* [DIRECTIONS]: Using the entries that follow, count the lines containing the word "appears" and give that number by itself.

= Beginning of Section =

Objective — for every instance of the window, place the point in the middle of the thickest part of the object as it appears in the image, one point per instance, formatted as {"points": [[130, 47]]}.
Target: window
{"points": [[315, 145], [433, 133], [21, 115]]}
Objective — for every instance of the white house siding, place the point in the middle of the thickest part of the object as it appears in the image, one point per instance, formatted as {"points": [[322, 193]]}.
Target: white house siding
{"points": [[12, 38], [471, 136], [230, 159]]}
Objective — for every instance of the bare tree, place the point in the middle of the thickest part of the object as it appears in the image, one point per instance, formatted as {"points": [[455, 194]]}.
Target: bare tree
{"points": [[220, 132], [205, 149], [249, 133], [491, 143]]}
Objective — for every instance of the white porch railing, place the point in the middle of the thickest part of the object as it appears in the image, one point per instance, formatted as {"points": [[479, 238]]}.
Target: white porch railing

= End of Section =

* [RESPONSE FOR THIS EXERCISE]: 4